TEXT PASSAGE –

========================

Notice the big shift in tone, from “us” and “God” to all these “they” statements. It’s repetitive, adding emphasis. No matter how many human characteristics they might have, these idols aren’t even as good as humans, let alone gods. It’s almost as though the author is taunting back. “You ask where my God is? He’s in heaven, doing as he pleases. I can see your ‘gods’…but something seems wrong with them? I see mouths, but why aren’t they talking. I see eyes and ears but they clearly aren’t seeing or hearing. They can’t smell, they can’t feel, they can’t walk, they can’t even make a sound! So sure, you can’t see my God, because he is so far above us and has his own agenda. Because he’s actually God. But your idols can’t do anything anyways, so who cares that you can see them?” What’s the point of a “god” you can see if that “god” is completely and utterly useless? Or to put it another way, a god that requires no faith is no god at all.

In contrast, our God is alive. He is the creator, not the created. He is powerful and capable and active. He speaks and his people listen (or at least they ought to). He hears their cries and watches them omnisciently. He smells the sweet aroma of their sacrifices. He’s even been known to walk among them at times. And while we as humans are made in his image, these idols of humanity are simply a poor attempt to make something in our own image.

We’ve had a contrast between us and God, as a reminder that this whole psalm is under the banner of giving him glory and not us. We’ve seen the start of how God compares with manmade idols (with more to come). But before we move on to the next section we also have the start of an implied comparison, between those who trust in God and those who trust in those idols.

========================

DATA PROVIDED –
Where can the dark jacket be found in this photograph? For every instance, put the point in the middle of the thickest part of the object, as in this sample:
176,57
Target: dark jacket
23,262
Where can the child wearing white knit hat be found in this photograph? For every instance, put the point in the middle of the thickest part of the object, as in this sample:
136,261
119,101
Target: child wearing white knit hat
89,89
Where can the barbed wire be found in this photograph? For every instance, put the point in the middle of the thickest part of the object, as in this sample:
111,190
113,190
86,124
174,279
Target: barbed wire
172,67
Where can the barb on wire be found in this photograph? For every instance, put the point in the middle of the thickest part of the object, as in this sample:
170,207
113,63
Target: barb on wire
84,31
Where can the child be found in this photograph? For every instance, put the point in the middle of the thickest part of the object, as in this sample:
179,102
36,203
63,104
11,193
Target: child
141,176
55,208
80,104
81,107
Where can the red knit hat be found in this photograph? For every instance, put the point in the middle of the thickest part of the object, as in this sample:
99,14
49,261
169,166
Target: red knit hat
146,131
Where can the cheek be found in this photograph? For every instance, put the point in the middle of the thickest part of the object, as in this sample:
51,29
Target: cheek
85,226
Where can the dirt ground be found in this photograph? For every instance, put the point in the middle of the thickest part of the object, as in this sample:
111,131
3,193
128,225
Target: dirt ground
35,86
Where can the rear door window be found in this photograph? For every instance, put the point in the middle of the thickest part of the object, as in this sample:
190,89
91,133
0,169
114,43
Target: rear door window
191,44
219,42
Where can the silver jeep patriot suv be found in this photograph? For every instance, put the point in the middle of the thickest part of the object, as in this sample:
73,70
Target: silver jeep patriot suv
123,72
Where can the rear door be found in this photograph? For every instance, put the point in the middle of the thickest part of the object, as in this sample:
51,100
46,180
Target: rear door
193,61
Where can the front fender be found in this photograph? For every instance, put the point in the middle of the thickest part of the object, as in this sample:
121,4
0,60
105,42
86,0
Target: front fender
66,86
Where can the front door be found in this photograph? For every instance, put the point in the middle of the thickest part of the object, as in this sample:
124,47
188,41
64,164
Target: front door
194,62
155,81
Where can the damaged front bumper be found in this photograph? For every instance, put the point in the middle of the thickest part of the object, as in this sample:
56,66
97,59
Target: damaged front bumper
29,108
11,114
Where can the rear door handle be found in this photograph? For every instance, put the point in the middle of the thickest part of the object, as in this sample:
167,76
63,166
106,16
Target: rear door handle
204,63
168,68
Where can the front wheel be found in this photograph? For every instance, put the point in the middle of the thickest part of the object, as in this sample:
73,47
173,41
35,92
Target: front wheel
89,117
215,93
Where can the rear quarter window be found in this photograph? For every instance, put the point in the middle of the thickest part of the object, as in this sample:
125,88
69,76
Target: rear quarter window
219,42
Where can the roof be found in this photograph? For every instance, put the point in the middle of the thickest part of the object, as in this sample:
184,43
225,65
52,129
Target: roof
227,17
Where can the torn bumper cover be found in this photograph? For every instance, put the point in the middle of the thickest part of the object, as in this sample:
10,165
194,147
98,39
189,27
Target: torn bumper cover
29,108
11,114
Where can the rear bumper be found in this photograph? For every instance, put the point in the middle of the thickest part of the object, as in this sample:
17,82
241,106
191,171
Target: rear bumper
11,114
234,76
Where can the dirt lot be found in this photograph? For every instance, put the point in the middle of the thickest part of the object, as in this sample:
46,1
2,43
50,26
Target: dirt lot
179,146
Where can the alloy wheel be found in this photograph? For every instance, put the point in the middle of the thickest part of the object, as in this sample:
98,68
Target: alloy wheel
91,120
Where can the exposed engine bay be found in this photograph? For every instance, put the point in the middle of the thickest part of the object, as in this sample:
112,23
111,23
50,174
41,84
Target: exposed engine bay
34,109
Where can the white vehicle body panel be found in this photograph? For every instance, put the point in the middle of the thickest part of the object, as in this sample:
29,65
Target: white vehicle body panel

========================

REQUESTS –
1 > Pick out every line in the entries that contains the word "handle" and copy each one.
2 > Extend the commentary contrasting God with manmade idols, starting right after its final sentence.

EXERCISE ANSWERS –
1 >
Where can the rear door handle be found in this photograph? For every instance, put the point in the middle of the thickest part of the object, as in this sample:
Target: rear door handle

2 >
Those who make them will become like them,
Everyone who trusts in them.

Psalm 115:8 NASB

The implication that starts here and will be resolved further down is that those who make and trust in idols are doomed to be just like them: unliving, useless, and incapable. That will not be the reality for those who trust in the living, powerful, capable God.

Now, just before we continue, I think it’s important that we pause and zoom out and ask the question of “what does this have to do with people living in Western culture in the 21st century?” People aren’t bowing down to gold or silver statues. If anything, people worship nothing, and don’t even believe in any gods. The reality is that everyone worships something. It may not be God, or a “god”, or anything the world would deem “religious”, but we all give our time, energy, trust, effort, and worship to something.

Maybe it’s money. Maybe it’s “success”, whatever that means. Maybe it’s status, or science, or popularity, or job title. Or maybe it’s just ourselves. I don’t think it’s at all a coincidence that this psalm’s opening verse is a reminder of how far beyond us God is, and that it’s him that deserves glory, not us. Because for the majority of our culture, even within Christianity at times, the “god” that is worshipped, the final authority on truth, the thing that comes before all others in a way that somehow actually seems righteous and agreeable now is self.

Many people in today’s world would say that the most important thing is to be “devoted to or [care] only for [your]self; [to be] concerned primarily with [your] own interests, benefits, welfare, etc., regardless of others.” What I just read, by the way, is the literal dictionary definition of the word “selfish”, and yet I know we all know people who have bought into that reality, hook, line, and sinker.

We may not have physical idols of silver and gold, but idolatry is rampant in our society. And reminders of just how great God is in comparison to literally anything else that begs for our time, attention, and worship is just as important today, in the face of nations that are still saying “Where, then, is their God?”

OUR GOD IS CARING AND TRUSTWORTHY

The next section of verses is very repetitive and poetic, and probably the section that involved splitting into parts, with some being sung by a leader and then responded to by the people.

Israel, trust in the Lord;
He is their help and their shield.
House of Aaron, trust in the Lord;
He is their help and their shield.
You who fear the Lord, trust in the Lord;
He is their help and their shield.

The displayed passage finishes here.